# START OF Selection
Giter Club home page Giter Club logo

hr-analysis-using-sql-and-powerbi's Introduction

HR DATA ANALYSIS - SQL SERVER 2022 / POWER BI

This project dives deep into the realm of data analysis using SQL and Power BI to uncover important human resource insights that can greatly benefit the company. Featuring eye-catching dashboards offer crucial HR metrics like employee turnover, diversity, recruitment efficacy and performance evaluations. These help HR professionals make informed decisions and strategic workforce planning.

Source Data:

The source data contained Human Resource 22000 records from 2000 to 2020. This is included in the repository.

Data Cleaning & Analysis:

This was done on SQL server 2022 involving

  • Data loading & inspection
  • Handling missing values
  • Data cleaning and analysis

Data Visualization:

Power BI Desktop In a corporate setting, results can be shared online on www.powerbi.com

powerbi-1

powerbi-2

Exploratory Data Analysis

Questions:

  1. What's the age distribution in the company?
# END OF Selection
# START OF Information shown
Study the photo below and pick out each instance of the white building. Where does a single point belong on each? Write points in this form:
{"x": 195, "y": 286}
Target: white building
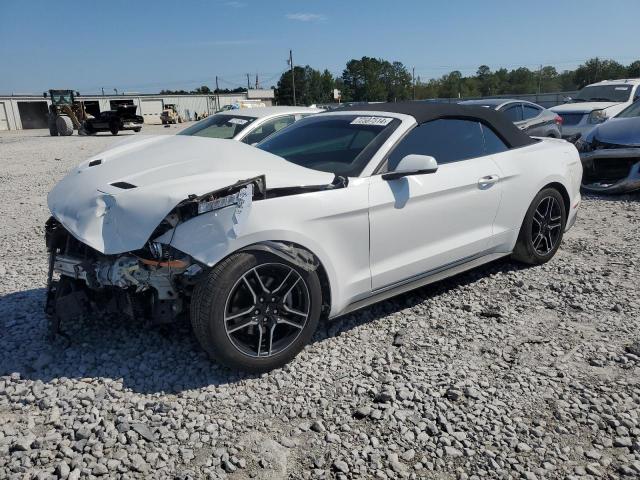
# END OF Information shown
**Request:**
In the HR data analysis project description, how many records does the source data contain, and from what years?

**Problem solution:**
22,000 records, from 2000 to 2020.